* WRITTEN REQUEST *
Pull out every row below that contains the word "white" and copy each of those rows in full. Uppercase and lowercase letters count as different.

* SUPPLIED DATA *
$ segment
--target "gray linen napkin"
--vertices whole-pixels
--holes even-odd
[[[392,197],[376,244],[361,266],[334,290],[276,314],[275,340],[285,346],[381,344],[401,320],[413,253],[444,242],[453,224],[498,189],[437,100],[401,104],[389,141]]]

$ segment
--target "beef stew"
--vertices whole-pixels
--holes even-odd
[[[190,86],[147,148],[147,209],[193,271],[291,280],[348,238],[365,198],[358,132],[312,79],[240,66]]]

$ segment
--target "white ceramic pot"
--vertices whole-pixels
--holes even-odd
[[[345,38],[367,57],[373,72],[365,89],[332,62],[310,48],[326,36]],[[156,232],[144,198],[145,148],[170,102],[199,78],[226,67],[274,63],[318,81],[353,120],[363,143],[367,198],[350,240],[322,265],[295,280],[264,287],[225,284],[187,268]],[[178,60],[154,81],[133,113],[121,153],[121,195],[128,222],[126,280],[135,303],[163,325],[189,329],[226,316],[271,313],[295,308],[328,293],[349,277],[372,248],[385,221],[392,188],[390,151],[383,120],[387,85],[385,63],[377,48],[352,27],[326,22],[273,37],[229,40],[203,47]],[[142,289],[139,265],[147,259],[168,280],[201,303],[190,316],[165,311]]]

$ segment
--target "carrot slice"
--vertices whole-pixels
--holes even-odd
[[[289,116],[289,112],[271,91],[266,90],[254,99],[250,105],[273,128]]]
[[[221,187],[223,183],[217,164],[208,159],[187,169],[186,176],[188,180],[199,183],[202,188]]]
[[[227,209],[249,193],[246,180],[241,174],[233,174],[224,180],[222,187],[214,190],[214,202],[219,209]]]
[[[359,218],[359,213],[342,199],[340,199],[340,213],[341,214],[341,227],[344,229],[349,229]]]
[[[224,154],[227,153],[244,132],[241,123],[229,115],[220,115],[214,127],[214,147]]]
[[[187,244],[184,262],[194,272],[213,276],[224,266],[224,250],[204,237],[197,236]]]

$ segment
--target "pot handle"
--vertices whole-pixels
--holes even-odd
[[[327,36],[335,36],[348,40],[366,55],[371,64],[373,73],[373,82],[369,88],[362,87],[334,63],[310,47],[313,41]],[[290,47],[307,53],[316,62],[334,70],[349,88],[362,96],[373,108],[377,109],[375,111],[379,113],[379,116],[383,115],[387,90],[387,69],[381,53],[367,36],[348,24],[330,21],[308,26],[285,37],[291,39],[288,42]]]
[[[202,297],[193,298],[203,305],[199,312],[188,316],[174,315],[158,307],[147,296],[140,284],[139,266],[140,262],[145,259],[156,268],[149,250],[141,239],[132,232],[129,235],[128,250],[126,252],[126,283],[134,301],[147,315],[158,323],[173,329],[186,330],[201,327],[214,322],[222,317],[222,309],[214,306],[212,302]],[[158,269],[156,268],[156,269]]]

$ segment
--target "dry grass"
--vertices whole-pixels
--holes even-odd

==

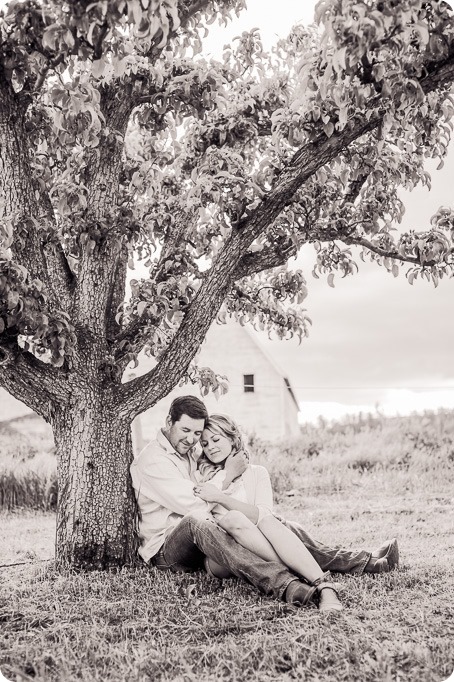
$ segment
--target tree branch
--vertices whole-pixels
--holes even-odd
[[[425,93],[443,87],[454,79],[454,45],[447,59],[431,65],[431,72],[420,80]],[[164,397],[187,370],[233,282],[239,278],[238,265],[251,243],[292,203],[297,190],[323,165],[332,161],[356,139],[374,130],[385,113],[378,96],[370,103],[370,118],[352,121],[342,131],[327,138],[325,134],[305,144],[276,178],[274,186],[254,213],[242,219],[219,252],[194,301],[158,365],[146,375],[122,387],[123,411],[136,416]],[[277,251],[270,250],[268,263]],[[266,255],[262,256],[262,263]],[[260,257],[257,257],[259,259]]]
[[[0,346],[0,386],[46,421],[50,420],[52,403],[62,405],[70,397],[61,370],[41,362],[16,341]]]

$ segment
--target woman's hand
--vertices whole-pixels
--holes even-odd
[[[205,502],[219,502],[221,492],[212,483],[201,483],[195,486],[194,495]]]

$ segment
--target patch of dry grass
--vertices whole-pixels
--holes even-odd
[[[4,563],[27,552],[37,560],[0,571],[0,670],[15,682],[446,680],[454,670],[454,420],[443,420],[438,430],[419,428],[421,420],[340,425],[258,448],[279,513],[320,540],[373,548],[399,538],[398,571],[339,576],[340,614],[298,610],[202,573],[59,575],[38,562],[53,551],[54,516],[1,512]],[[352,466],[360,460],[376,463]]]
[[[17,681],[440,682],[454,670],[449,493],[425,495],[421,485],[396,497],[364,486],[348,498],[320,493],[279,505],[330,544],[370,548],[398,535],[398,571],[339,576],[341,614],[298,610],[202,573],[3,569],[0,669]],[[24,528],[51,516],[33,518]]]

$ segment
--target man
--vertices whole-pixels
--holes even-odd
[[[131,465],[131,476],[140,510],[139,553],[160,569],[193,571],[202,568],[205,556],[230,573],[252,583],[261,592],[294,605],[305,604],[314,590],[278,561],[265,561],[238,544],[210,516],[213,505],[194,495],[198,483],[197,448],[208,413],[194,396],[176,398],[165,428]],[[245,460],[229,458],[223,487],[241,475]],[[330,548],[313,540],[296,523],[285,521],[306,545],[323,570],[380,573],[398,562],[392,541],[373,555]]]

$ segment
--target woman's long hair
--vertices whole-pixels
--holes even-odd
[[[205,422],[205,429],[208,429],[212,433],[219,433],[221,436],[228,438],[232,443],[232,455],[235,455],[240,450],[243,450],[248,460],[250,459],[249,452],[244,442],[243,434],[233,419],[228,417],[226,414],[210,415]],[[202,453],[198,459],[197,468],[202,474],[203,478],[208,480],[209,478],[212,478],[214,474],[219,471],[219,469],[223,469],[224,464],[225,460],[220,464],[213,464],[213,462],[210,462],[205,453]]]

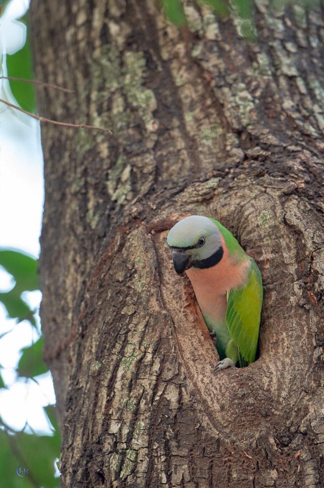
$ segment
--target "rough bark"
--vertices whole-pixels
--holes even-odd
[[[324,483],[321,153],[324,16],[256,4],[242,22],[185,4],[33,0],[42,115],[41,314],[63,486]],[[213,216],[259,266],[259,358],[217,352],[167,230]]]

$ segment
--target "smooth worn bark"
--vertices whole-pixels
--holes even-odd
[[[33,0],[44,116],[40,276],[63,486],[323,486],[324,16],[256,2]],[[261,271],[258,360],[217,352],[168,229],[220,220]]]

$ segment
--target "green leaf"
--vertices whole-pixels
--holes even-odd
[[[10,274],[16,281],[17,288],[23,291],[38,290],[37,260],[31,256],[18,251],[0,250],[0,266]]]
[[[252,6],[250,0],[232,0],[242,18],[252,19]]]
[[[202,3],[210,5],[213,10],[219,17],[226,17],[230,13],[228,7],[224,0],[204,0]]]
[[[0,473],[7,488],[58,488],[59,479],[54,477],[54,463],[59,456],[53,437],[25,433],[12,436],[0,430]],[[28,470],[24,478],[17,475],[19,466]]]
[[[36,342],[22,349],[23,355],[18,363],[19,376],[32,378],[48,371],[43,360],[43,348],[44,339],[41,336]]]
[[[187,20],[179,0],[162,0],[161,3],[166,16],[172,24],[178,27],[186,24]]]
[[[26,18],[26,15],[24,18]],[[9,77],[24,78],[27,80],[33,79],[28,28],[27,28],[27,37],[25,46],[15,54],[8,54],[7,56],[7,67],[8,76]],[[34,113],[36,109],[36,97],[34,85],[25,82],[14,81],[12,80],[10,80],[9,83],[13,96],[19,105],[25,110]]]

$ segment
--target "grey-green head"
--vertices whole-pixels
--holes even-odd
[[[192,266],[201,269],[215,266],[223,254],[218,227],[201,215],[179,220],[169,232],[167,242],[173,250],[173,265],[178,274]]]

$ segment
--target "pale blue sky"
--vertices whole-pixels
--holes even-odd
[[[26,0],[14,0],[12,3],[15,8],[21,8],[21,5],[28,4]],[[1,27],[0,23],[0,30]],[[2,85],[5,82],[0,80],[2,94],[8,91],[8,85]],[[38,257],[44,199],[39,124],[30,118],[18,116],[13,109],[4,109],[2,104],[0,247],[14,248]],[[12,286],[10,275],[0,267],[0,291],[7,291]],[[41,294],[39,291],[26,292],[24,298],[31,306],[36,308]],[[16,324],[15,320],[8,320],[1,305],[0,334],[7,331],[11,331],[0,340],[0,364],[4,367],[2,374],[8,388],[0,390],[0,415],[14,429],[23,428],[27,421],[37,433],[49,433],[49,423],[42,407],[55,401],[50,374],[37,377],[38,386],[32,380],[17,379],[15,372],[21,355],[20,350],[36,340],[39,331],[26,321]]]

---

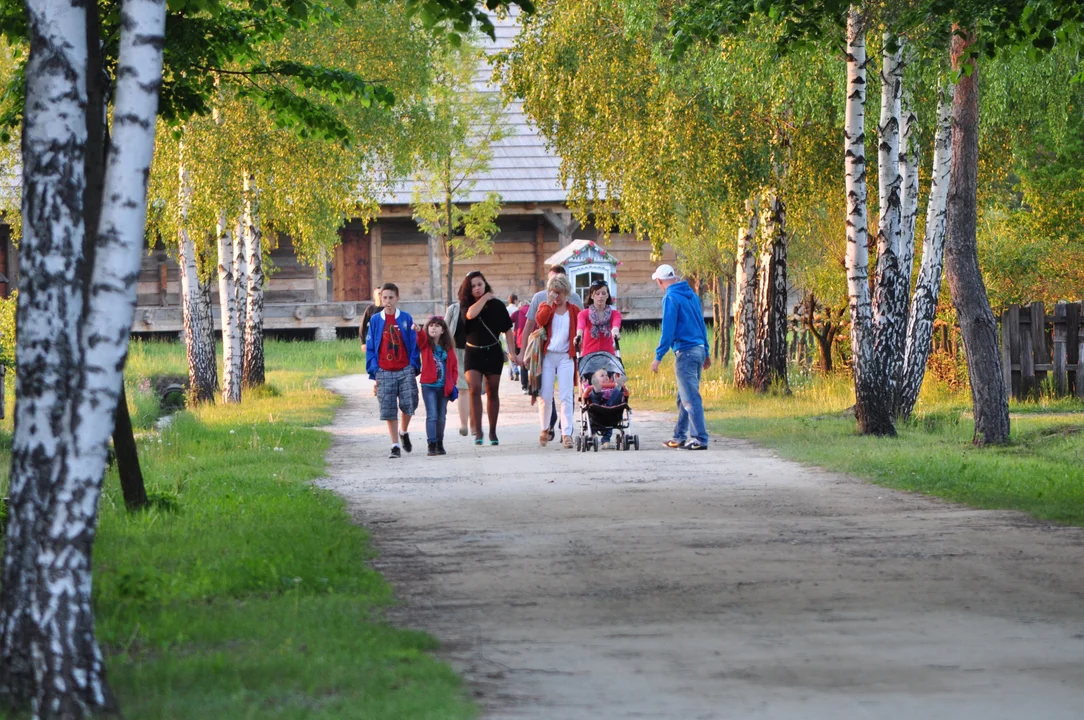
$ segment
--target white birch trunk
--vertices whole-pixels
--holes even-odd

* SOLVED EXERCISE *
--target "white ceramic pot"
--target white birch trunk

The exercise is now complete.